━━━ QUOTED PASSAGE ━━━
Friday, June 10, 2011

The Weekly Review: Week Thirteen

Favorite Blog Post of the Week - Men and their New Baby Toys

Amalah shares a story about getting a baby swing for her newborn Ike. My favorite quote from her post was about why her husband chose this particular swing, "It's like somebody attached a cradle seat to an iPad and taught it to fry bacon."

Sibling Moment of the Week:

Last week I taught the kids how to play a modified version of "Red Light, Green Light." We were each holding a hand bell and when I said, "Green Light" everyone shook their bells as fast as possible until I said, "Red Light" when everyone stopped. Then the kids would quiver in anticipation until I said "Green Light" again and the cacophony could resume. They loved it. Next we tried giving the red bell to Ava and the green one to Michael and the person with the red bell got to say "Red Light" while the person with the green bell was the "Green Light" person. They loved that too. We passed a fun and extremely loud half hour and played the game a couple more times over the course of the week.

A few days ago, I was in one room desperately searching a laundry basket for enough clothes to make up outfits to send the kids to school in. The children were crouched over something sitting on the kitchen floor. Two heads bent over a single object. I don't actually know what it was, because I was only half paying attention. All of a sudden I heard them playing "Red Light, Green Light". I have no idea what the game was exactly, but they were playing together and initiated the game entirely on their own while being ignored by their parents. It was a brilliant moment of sibling independent play.

Michael's Update of the Week:

Michael was moved up from one room to the next at his preschool. He was pretty happy in his old room. He always seemed excited to be dropped off and was reluctant to make his way over to me when I came back to pick him up. He liked his teacher and she loved him too.

His new room is more of a formal preschool room. Their routine is a lot more structured and their expectations are higher. He also moved in to a room with a group of rather rambunctious boys. In the two weeks since the move, I have noticed that he doesn't want to go into his room when I drop him off. He clings to my legs and is reluctant to let me leave. He's also practically waiting at the door when I come back to pick him up.

I'm not sure what to do about the problem. I spoke with his teacher and she said that many of the new children are having some trouble adjusting. She'll keep a closer eye on him, but suggested giving him some more time before deciding to be officially worried about the situation.
━━━ DATA RECORDS ━━━
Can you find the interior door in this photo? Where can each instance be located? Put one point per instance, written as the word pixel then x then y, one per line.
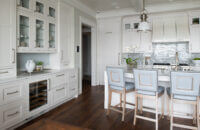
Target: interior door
pixel 66 33
pixel 109 46
pixel 195 39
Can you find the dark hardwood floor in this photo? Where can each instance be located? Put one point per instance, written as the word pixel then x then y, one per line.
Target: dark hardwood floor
pixel 87 111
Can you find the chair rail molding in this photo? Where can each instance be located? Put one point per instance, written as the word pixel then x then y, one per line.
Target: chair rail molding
pixel 81 7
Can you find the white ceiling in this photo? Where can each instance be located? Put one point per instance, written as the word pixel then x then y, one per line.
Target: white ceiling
pixel 107 5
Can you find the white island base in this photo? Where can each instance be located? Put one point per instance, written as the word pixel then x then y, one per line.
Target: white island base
pixel 181 110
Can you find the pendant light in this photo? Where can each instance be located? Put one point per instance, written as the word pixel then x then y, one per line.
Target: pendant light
pixel 144 25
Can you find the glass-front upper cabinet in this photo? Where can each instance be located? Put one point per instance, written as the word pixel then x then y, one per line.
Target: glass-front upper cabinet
pixel 52 12
pixel 52 35
pixel 39 7
pixel 23 30
pixel 24 4
pixel 39 41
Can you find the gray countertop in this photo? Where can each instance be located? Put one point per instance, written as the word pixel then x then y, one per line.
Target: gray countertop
pixel 24 75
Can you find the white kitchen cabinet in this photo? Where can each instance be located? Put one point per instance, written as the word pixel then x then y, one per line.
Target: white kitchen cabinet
pixel 59 94
pixel 66 34
pixel 130 35
pixel 194 38
pixel 182 28
pixel 12 114
pixel 40 39
pixel 158 30
pixel 25 5
pixel 169 29
pixel 145 44
pixel 7 38
pixel 134 41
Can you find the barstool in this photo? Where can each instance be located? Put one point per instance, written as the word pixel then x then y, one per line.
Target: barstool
pixel 117 84
pixel 146 85
pixel 184 89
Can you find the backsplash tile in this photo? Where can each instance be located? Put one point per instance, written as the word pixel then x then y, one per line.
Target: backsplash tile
pixel 165 53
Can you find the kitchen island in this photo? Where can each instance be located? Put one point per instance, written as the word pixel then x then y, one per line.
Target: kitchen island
pixel 163 80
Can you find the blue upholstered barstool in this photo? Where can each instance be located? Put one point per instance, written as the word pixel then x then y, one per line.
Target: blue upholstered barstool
pixel 146 85
pixel 117 84
pixel 184 89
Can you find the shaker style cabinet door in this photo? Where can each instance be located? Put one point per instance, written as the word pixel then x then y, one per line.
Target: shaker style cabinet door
pixel 194 38
pixel 66 31
pixel 145 45
pixel 158 30
pixel 182 28
pixel 169 30
pixel 7 34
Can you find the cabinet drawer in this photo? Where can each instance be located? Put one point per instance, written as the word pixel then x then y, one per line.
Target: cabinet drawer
pixel 12 92
pixel 59 94
pixel 73 76
pixel 12 114
pixel 4 73
pixel 58 80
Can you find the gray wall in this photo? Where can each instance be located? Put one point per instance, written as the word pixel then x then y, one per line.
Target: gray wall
pixel 23 57
pixel 165 53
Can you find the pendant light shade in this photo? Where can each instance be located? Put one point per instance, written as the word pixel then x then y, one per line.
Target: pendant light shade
pixel 144 25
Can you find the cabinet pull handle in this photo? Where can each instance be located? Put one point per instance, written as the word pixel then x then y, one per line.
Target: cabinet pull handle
pixel 4 72
pixel 13 114
pixel 60 89
pixel 13 56
pixel 61 54
pixel 73 76
pixel 60 75
pixel 12 93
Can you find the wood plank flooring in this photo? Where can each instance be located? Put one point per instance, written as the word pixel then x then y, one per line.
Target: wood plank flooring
pixel 87 111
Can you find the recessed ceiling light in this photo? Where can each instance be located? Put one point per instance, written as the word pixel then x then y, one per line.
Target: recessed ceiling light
pixel 117 7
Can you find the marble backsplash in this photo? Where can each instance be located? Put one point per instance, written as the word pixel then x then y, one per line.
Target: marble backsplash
pixel 165 53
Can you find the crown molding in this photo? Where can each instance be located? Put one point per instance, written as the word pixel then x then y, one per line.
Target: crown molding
pixel 157 8
pixel 82 7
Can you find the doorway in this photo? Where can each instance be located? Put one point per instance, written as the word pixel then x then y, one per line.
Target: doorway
pixel 86 57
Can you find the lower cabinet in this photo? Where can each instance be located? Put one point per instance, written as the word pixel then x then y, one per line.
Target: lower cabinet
pixel 20 100
pixel 59 94
pixel 12 114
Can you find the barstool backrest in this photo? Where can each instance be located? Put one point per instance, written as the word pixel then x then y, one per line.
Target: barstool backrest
pixel 146 80
pixel 184 83
pixel 115 76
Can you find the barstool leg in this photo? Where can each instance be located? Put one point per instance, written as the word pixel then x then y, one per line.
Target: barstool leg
pixel 124 105
pixel 163 100
pixel 109 100
pixel 168 108
pixel 120 99
pixel 198 113
pixel 141 104
pixel 156 111
pixel 136 107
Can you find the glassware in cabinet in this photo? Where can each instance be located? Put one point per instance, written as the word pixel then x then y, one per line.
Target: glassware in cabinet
pixel 39 7
pixel 52 35
pixel 23 31
pixel 39 34
pixel 24 4
pixel 52 12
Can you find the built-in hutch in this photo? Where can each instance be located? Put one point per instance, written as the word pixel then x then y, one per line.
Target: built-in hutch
pixel 36 26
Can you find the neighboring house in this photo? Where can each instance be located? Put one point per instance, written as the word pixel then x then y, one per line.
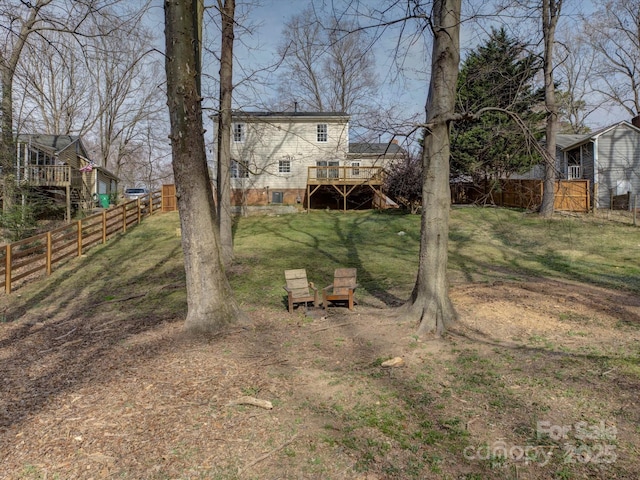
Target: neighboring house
pixel 304 158
pixel 59 166
pixel 609 158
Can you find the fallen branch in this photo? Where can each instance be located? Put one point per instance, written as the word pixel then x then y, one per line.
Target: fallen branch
pixel 256 402
pixel 268 454
pixel 66 334
pixel 116 300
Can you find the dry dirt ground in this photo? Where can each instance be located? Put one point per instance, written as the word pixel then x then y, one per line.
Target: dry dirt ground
pixel 541 367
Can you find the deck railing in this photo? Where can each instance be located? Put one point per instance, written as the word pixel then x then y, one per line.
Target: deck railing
pixel 344 174
pixel 45 175
pixel 38 255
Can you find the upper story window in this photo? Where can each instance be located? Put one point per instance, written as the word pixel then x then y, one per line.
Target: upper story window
pixel 284 166
pixel 239 170
pixel 239 132
pixel 322 132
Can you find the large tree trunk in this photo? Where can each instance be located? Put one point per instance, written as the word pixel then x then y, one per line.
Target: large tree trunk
pixel 8 64
pixel 550 14
pixel 227 13
pixel 429 303
pixel 211 305
pixel 7 144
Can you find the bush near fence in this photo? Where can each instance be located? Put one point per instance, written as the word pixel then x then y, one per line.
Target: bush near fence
pixel 570 195
pixel 38 255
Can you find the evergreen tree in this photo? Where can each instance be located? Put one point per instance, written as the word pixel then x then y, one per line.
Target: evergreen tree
pixel 498 74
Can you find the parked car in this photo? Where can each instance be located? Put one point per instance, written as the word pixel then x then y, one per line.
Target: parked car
pixel 135 193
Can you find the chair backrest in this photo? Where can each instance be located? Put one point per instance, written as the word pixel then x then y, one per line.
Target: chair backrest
pixel 344 279
pixel 297 282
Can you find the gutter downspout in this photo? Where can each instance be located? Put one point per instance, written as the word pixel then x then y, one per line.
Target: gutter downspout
pixel 596 196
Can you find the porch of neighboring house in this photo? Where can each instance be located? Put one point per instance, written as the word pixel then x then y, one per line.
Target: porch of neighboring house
pixel 345 183
pixel 53 166
pixel 73 185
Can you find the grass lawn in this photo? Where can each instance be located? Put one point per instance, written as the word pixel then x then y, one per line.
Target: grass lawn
pixel 537 380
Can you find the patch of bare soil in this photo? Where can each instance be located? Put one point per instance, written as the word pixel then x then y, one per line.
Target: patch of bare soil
pixel 538 380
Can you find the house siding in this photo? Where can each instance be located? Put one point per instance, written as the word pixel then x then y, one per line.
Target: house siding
pixel 617 164
pixel 269 140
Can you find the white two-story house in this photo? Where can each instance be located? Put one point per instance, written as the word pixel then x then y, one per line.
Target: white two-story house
pixel 305 159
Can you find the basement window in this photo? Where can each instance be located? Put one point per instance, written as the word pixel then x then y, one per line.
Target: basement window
pixel 322 132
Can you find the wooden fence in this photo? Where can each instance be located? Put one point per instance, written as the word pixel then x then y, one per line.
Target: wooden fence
pixel 570 195
pixel 38 255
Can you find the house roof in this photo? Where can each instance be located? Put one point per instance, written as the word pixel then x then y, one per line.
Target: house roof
pixel 54 143
pixel 369 148
pixel 245 114
pixel 569 141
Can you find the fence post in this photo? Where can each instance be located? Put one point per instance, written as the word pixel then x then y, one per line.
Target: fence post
pixel 104 227
pixel 49 254
pixel 79 238
pixel 7 274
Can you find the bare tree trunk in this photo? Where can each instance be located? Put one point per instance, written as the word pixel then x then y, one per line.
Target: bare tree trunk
pixel 429 303
pixel 211 305
pixel 8 64
pixel 550 14
pixel 227 12
pixel 7 144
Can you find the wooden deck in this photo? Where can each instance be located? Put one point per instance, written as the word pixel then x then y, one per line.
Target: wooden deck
pixel 335 175
pixel 45 175
pixel 344 180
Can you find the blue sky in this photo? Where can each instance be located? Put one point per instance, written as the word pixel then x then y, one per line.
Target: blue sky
pixel 405 88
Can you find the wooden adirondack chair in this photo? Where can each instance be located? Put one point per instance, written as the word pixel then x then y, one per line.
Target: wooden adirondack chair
pixel 299 290
pixel 343 287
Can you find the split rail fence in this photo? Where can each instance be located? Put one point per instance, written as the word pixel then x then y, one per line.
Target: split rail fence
pixel 38 255
pixel 570 195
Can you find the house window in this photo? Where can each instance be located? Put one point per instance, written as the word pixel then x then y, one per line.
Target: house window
pixel 276 197
pixel 284 166
pixel 573 165
pixel 239 170
pixel 322 132
pixel 238 132
pixel 329 170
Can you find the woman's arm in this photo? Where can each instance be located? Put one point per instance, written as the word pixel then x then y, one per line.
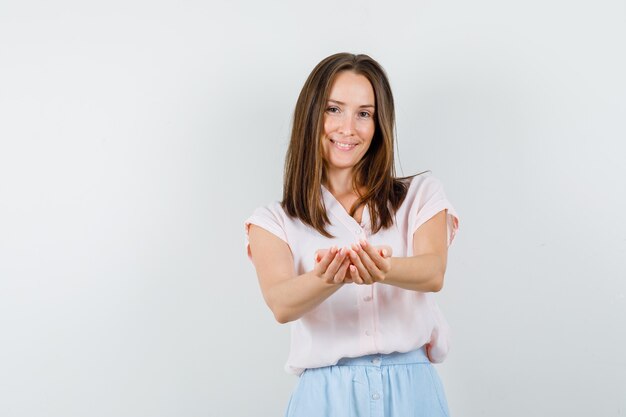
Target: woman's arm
pixel 287 295
pixel 424 271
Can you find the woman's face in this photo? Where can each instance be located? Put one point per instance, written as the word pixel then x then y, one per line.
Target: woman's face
pixel 348 121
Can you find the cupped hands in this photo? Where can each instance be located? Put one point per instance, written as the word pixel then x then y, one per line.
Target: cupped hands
pixel 359 263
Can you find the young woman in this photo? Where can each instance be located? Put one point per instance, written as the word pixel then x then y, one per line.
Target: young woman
pixel 352 254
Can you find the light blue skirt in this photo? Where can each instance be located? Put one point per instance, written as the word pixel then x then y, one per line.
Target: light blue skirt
pixel 391 385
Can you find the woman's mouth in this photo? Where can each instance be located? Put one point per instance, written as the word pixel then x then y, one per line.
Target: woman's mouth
pixel 343 146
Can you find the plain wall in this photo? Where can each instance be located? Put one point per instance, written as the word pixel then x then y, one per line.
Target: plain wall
pixel 137 136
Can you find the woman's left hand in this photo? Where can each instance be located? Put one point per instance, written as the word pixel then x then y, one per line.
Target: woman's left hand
pixel 369 264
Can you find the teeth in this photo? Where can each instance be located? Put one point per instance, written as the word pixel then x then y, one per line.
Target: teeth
pixel 344 145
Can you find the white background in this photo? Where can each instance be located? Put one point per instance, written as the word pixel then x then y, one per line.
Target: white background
pixel 137 136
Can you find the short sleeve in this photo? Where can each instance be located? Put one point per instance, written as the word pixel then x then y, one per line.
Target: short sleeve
pixel 429 199
pixel 267 218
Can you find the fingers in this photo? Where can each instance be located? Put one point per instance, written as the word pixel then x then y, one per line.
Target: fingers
pixel 341 273
pixel 376 256
pixel 354 275
pixel 362 271
pixel 329 266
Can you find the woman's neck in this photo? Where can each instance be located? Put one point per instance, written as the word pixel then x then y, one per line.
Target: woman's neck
pixel 339 183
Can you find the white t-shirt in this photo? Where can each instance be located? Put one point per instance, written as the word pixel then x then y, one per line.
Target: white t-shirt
pixel 363 319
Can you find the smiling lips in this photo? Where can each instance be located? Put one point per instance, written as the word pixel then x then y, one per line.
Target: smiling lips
pixel 344 146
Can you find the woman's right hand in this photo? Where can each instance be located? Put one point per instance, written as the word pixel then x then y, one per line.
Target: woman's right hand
pixel 332 265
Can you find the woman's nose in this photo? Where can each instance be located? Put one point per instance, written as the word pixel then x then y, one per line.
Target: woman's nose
pixel 347 125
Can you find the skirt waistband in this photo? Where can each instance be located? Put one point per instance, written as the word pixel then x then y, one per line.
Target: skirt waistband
pixel 380 359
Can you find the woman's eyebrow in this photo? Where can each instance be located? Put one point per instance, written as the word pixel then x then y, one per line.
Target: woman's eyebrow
pixel 341 103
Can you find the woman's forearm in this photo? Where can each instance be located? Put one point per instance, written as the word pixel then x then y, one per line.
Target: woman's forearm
pixel 418 273
pixel 293 297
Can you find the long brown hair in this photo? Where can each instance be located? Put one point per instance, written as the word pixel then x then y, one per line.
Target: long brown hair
pixel 304 165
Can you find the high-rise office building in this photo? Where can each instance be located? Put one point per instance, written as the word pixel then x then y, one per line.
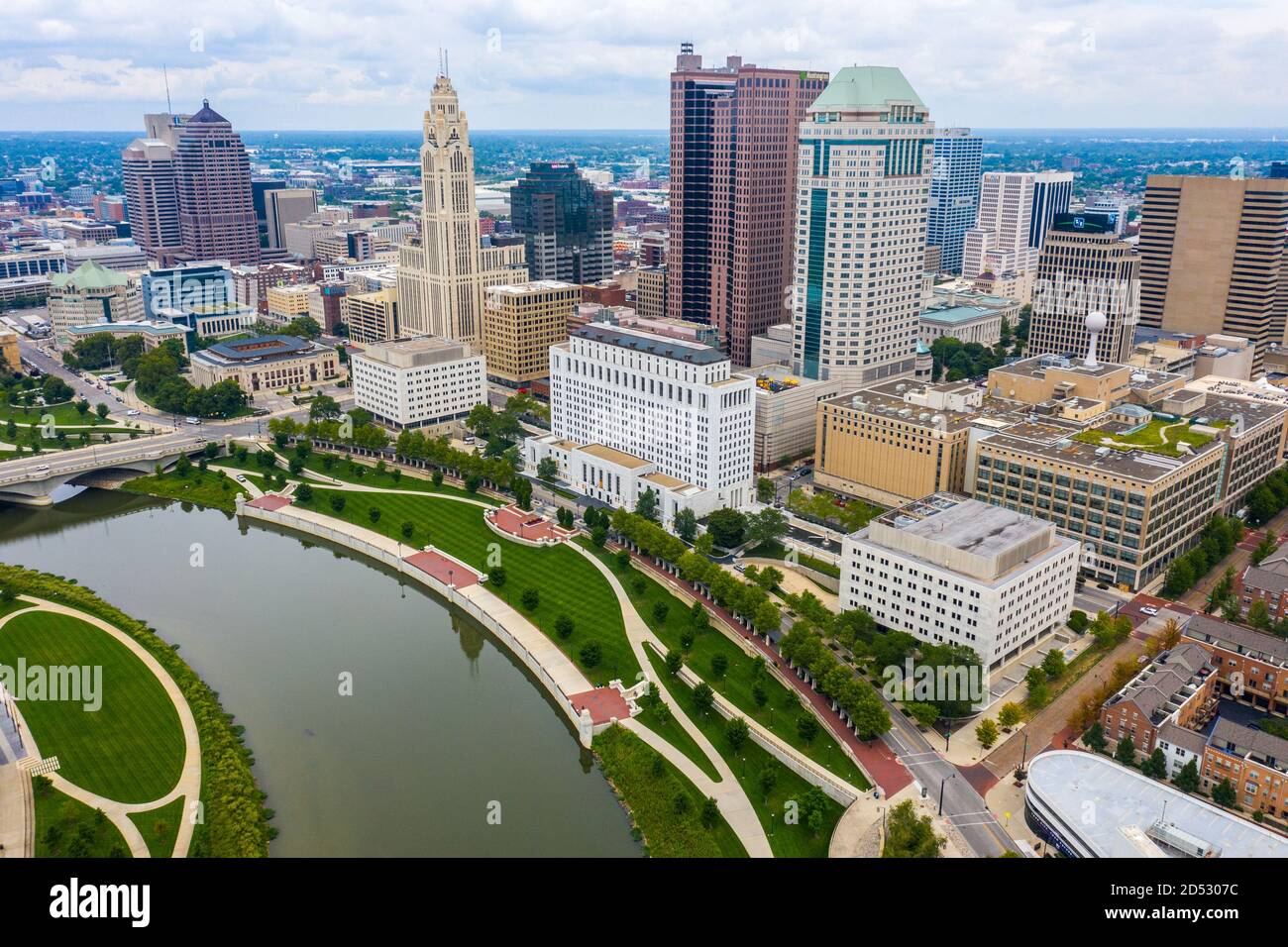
━━━
> APPLY WHAT YOU READ
1. In the weekly review blog post, which bell was Ava given when the children took turns calling out the lights?
2. Please pick up the weekly review blog post after its final sentence and continue writing it.

> RESULTS IN ORDER
1. The red bell.

2.
Does anyone have any ideas or suggestions?

Project of the Week:

This week I'm getting structured home therapy set up for Ava again. I made a speech bag, printed some articulation cards, and prepared a reward chart. We've had two 15-20 minute sessions so far and they are going fairly well.

I've been unhappy with the comprehensiveness of the articulation card sets I've been able to find online for free. Each set will have 20-25 cards, but I have to leave some of them out because they are too hard. In particular, I leave out the ones that are two syllables or include a /k/ or /g/. So we end up with only 10-15 words to practice.

I decided that I can do it better myself. I'm now working on making my own sets of picture articulation cards. My goal is that each set will have 40 one-syllable words that should be familiar to a young child. I am also trying to make sure that each set includes at least one word with each of the American English vowels and diphthongs. That way, the targeted consonant gets practiced with all the vowels. That's important for kids with Childhood Apraxia of Speech because the motor planning is different for each different vowel. You have to practice each different combination to make the motor planning automatic. So far I've made an initial /b/ set and a final /n/ set. I'm going to try to figure out how to share them soon and I'll make more sets as I have time. It takes me several hours per set, so it'll be a slow process, but I'm pleased with the results so far. If any of you have requests for specific sets, let me know and I'll move those sounds to the head of my list of ones to work on.